* Selected text
* begin *
Disability Rights UK response to the publication of 'Fulfilling Potential: Building a deeper understanding of disability in the UK'

14 February 2013

Disability Rights UK welcomes this analysis which is a mine of information which must inform policy right across government. We as disabled people can also use it to influence change – locally and nationally.

It includes stark findings. To give a few examples:

  • A blight on young disabled people’s aspirations. At age 24 there is a massive 36% ‘employment gap’ between disabled and non-disabled people. And whilst 16year old disabled and non-disabled people have similar aspirations, by 26 disabled people’s aspirations are significantly lower
  • Lower levels of social participation. Disabled people are more likely to be single than non-disabled people (is it a choice?). Disabled people (and especially young disabled people) are more likely to experience crime, and to fear crime, than non-disabled people
  • Under-estimating disabled people’s potential. The most commonly reported type of employment discrimination is ‘being given fewer responsibilities than wanted’; and disabled people are less likely than non-disabled people to have senior jobs.
  • The impact of the disability poverty gap.  Disabled people are not just more likely to live in poverty – but more likely to report the burden of loan repayments, less likely to be able to heat a child’s room, less likely to afford fruit and vegetables: the figures show the human cost of disability poverty
     

There are also some glimmers of hope:

  • Improved qualifications. The qualifications gap at level 3 (A level equivalent) between disabled and non-disabled 19 year olds has gone down by 10% in 10 years [The gap is now 11% - if it continued to fall by 1% a year it could in theory go down to 0 in 11 years – here’s hoping]
  • Improved access to transport, goods and services. The proportion of disabled people reporting problems accessing transport, and goods and services, has gone down.

 
And there are significant implications for policy, for instance:

  • What have we ‘done right’ to improve young disabled people’s qualifications levels – and how can we turn that into better employment prospects for young disabled people?
  • The figures show that to date few disabled people have moved from ‘inactive’ benefits (like incapacity benefit or employment and support allowance) into employment. If that trend continues – if few people  move from these benefits into employment – then what exactly is the point of the expensive and distressing ‘work capability assessments’ to find out which individuals on those benefits can work? Would the money not be better spent on support with skills, employment and independent living that evidence suggests would have better results?
* end *
* Instructions to follow
Translate this sentence from the Disability Rights UK response into Spanish: "The proportion of disabled people reporting problems accessing transport, and goods and services, has gone down."

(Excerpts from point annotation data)
* begin *
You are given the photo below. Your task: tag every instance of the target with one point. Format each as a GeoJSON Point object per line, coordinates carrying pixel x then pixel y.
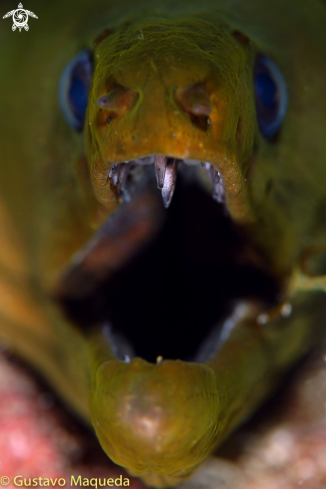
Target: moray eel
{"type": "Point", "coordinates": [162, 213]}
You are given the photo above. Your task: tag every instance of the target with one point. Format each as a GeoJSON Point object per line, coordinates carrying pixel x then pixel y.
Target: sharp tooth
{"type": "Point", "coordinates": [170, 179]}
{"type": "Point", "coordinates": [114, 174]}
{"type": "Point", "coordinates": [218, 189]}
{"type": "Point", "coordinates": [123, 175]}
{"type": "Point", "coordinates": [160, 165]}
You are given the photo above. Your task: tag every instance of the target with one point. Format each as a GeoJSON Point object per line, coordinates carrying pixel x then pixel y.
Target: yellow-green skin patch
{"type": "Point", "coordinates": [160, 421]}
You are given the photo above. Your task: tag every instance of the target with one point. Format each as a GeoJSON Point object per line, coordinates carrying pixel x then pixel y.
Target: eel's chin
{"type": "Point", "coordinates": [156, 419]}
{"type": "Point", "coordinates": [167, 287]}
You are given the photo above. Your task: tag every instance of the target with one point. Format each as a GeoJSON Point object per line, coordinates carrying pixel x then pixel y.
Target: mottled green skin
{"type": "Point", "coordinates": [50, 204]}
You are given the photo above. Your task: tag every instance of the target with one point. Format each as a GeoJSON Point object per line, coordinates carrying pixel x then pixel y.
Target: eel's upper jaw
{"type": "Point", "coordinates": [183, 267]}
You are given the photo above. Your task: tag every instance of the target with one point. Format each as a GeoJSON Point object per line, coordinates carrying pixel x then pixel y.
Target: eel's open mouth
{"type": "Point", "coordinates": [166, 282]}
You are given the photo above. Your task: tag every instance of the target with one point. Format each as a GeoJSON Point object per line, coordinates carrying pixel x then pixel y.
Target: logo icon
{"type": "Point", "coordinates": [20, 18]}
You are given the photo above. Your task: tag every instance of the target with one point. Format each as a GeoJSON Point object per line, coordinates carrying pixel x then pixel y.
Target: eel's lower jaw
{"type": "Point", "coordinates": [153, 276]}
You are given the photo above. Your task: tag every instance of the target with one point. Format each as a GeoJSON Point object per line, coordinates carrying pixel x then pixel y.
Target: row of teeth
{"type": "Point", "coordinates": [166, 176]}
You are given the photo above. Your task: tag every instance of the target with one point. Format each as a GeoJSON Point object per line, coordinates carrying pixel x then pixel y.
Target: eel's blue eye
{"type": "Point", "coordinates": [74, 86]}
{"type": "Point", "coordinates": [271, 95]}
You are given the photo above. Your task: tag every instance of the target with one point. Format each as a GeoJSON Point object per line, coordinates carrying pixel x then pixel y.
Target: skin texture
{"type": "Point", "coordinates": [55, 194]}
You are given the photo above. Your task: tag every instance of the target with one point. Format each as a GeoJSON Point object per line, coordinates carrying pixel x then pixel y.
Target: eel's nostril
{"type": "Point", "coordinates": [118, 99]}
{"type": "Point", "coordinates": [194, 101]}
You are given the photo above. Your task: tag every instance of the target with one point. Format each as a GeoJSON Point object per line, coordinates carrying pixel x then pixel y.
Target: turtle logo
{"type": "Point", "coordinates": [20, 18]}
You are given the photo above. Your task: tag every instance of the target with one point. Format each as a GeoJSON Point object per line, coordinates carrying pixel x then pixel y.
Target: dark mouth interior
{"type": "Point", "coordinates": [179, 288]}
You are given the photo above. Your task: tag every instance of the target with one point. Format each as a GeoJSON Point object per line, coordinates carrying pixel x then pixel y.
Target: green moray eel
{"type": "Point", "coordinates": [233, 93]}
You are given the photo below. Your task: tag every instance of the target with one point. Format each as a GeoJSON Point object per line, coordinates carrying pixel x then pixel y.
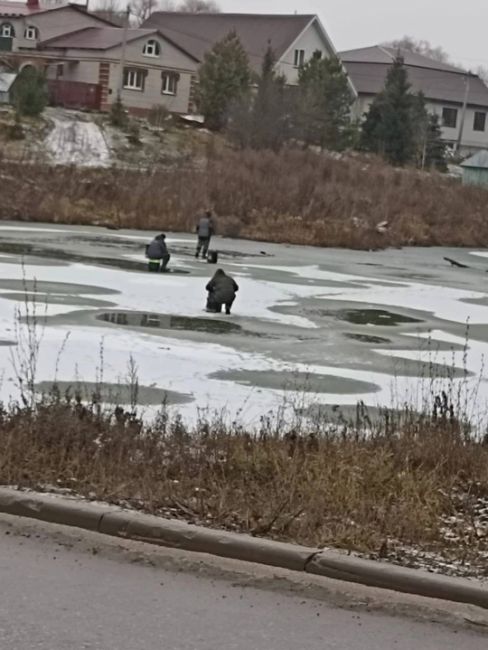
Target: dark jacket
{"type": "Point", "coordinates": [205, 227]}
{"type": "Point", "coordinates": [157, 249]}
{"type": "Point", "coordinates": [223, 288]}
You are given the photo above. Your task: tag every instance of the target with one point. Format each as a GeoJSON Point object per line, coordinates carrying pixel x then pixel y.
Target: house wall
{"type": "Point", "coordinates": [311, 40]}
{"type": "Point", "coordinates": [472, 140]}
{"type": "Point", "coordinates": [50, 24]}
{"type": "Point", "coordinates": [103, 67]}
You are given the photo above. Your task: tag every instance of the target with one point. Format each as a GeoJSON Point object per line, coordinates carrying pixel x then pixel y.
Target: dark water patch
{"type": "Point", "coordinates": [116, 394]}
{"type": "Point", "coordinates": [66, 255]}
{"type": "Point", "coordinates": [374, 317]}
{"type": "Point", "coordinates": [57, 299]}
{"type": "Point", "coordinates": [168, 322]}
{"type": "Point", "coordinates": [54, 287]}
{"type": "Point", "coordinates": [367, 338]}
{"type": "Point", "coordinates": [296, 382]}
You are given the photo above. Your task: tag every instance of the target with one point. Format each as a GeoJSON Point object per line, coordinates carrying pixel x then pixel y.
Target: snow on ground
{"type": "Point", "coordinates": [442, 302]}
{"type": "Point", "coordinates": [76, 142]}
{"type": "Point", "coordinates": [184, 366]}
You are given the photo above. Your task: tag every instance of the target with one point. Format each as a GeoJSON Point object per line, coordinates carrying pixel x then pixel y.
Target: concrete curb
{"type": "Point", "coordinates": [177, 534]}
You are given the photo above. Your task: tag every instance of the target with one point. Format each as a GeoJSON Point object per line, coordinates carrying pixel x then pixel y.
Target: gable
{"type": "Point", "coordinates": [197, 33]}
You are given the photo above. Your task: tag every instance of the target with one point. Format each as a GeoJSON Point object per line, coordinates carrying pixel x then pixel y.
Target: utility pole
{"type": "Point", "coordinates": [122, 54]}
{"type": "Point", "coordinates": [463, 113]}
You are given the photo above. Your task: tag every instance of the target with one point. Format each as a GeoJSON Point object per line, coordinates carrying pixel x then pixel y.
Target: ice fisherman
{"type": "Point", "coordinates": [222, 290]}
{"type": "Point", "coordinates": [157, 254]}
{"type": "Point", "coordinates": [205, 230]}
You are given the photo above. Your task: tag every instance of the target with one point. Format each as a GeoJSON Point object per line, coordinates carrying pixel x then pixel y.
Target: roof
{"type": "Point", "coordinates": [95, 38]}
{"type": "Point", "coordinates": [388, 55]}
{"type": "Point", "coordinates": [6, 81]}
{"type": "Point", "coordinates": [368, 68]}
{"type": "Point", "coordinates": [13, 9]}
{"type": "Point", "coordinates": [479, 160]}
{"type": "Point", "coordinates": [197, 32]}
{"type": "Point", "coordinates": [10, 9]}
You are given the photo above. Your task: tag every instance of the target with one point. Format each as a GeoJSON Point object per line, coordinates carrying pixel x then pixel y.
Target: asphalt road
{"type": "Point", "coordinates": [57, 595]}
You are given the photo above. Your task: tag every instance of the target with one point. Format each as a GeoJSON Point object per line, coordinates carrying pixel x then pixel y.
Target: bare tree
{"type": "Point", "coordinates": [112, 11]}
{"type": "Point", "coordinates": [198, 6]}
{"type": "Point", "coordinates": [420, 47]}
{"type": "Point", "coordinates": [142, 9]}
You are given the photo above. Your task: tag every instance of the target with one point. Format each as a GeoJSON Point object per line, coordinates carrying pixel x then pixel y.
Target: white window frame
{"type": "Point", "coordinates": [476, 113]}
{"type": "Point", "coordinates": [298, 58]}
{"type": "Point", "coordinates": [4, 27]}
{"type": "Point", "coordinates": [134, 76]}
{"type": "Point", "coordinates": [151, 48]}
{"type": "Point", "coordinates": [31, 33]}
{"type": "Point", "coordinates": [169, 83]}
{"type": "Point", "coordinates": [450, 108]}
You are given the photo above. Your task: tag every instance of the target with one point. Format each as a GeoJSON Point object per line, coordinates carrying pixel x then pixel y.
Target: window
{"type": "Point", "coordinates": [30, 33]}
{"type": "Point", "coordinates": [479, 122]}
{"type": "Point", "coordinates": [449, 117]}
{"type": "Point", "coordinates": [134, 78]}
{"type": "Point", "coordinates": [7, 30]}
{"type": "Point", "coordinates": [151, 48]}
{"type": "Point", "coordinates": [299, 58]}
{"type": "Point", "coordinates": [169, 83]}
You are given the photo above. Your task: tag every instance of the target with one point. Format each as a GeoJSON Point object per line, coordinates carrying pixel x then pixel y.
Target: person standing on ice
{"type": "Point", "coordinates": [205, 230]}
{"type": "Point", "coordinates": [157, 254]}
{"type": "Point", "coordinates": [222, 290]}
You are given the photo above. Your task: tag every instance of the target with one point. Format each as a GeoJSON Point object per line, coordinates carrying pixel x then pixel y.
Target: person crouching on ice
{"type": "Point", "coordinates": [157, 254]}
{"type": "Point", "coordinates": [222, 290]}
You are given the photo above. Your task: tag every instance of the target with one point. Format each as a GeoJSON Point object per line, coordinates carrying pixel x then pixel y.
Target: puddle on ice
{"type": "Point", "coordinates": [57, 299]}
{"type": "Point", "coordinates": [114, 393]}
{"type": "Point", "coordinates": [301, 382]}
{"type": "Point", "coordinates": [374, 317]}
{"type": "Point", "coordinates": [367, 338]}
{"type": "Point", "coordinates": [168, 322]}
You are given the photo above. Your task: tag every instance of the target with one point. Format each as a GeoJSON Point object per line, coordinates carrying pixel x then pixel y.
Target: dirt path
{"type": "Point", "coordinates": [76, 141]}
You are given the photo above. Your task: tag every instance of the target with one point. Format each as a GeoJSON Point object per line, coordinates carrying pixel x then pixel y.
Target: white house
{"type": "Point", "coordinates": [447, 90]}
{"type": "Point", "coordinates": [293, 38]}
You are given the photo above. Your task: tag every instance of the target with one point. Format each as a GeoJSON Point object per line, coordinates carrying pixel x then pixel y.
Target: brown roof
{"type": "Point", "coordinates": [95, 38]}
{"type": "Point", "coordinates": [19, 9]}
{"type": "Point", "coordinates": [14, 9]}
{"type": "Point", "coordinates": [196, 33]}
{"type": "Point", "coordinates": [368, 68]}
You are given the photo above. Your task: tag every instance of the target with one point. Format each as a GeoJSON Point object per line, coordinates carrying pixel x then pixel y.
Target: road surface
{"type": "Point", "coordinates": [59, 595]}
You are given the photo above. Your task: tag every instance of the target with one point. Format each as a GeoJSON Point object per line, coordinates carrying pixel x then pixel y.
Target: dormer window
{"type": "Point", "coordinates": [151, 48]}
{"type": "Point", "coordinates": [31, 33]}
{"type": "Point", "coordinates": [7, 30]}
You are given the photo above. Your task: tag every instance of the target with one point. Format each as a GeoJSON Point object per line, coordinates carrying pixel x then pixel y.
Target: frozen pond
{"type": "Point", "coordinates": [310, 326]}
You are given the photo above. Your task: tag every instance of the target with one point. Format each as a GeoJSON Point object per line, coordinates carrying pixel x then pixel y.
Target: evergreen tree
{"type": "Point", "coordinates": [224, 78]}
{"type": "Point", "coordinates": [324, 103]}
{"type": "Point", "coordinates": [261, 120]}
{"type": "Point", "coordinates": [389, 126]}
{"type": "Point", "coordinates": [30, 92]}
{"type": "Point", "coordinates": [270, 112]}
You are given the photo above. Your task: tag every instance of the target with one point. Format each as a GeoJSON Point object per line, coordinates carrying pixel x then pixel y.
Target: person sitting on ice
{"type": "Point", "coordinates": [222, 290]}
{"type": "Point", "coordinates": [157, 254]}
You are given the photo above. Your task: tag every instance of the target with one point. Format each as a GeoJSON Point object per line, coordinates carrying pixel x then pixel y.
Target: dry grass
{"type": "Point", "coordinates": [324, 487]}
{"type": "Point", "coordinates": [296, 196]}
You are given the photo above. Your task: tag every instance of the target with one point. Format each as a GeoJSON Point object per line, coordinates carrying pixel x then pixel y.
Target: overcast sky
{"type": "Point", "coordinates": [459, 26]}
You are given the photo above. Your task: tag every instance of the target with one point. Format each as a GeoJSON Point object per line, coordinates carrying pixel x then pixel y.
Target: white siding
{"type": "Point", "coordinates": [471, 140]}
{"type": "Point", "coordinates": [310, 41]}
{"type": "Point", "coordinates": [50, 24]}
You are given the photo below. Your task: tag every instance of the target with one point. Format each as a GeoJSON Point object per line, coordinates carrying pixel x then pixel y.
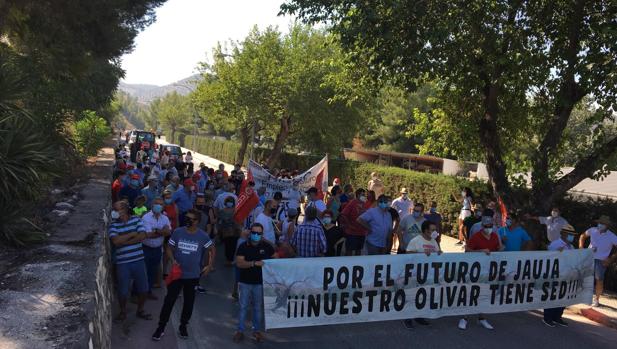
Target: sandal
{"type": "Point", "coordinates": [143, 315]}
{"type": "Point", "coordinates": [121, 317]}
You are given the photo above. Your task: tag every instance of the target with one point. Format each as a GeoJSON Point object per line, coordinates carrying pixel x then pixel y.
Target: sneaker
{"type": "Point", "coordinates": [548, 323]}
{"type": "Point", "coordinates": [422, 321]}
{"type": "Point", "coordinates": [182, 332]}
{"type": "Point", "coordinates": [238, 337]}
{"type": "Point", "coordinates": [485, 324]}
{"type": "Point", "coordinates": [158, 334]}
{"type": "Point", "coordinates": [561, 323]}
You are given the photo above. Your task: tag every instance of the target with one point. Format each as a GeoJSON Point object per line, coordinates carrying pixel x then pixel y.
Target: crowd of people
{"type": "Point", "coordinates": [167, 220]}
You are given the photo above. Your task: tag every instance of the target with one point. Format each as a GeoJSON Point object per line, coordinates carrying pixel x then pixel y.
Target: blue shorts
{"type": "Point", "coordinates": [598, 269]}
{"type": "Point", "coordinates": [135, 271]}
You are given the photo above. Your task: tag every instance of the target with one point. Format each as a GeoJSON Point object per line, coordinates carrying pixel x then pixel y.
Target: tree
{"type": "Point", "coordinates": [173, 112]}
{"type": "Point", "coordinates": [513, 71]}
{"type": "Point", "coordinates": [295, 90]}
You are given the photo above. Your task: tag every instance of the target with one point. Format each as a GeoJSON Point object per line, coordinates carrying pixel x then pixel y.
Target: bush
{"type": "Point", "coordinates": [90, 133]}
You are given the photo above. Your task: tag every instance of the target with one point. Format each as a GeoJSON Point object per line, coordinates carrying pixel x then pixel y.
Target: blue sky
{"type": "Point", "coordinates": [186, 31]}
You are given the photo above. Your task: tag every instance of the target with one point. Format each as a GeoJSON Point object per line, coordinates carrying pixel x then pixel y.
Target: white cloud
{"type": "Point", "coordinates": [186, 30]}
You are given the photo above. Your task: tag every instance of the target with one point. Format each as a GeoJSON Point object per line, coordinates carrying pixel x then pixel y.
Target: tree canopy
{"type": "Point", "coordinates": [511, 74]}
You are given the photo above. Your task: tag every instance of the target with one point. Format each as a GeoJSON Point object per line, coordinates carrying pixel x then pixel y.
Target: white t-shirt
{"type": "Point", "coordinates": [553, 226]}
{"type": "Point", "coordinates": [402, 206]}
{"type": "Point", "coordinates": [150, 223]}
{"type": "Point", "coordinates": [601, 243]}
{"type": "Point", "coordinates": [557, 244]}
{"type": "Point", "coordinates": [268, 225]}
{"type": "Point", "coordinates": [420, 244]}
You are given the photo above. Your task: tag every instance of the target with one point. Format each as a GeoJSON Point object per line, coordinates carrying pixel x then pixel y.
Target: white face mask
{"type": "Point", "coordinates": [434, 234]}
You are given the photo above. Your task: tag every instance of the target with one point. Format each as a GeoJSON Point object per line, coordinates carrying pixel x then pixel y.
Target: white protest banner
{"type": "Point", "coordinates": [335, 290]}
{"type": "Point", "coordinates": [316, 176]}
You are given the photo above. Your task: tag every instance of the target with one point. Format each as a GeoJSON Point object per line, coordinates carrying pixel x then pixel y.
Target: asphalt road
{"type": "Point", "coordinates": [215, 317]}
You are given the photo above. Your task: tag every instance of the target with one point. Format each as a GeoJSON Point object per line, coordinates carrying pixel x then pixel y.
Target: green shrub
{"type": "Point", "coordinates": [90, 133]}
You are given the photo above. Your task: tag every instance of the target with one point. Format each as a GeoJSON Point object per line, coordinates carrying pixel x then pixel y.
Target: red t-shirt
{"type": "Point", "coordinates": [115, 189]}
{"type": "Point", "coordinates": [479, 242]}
* end *
* Output below
La proporción de personas con discapacidad que declaran tener problemas para acceder al transporte, y a bienes y servicios, ha disminuido.